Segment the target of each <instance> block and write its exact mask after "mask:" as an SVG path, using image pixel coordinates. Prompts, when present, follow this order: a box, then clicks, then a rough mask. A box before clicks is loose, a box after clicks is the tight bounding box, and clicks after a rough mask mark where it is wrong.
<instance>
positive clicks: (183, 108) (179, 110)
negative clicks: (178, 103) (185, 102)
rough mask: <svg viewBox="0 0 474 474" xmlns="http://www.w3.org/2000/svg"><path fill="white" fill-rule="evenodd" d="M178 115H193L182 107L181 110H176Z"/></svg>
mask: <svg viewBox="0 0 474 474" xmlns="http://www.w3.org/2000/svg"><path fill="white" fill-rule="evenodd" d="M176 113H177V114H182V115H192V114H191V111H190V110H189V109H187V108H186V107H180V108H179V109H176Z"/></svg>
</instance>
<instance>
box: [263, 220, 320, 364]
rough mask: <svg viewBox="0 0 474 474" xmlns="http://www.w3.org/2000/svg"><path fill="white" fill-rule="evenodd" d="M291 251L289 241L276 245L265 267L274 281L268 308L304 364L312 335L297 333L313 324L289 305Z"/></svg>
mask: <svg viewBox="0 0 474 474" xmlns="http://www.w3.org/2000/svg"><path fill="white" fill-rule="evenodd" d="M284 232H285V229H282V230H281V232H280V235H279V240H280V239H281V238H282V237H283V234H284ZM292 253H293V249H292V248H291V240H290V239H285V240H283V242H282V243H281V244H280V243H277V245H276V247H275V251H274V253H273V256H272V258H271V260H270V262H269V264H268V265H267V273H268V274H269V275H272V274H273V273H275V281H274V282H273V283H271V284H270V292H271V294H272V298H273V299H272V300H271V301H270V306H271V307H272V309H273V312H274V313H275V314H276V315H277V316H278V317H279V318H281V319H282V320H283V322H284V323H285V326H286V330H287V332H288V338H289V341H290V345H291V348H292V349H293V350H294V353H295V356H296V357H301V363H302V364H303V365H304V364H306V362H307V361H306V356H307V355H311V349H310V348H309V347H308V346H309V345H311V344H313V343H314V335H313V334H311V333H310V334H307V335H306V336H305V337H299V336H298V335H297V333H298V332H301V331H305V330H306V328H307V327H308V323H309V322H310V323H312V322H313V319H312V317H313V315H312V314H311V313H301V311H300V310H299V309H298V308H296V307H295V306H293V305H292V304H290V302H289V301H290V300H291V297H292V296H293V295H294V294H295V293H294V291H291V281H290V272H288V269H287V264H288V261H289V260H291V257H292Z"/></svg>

● **任务说明**:
上面资料中哪些行含有字符串“clicks”？请逐一抄录列出这些行。

● **结果如下**:
Segment the target of each <instance> block and write its exact mask after "mask:" as an SVG path, using image pixel coordinates. Prompts, when present, follow this order: a box, then clicks, then a rough mask. A box before clicks is loose, a box after clicks is the tight bounding box, and clicks after a rough mask mark where it is wrong.
positive clicks: (183, 108) (179, 110)
negative clicks: (178, 103) (185, 102)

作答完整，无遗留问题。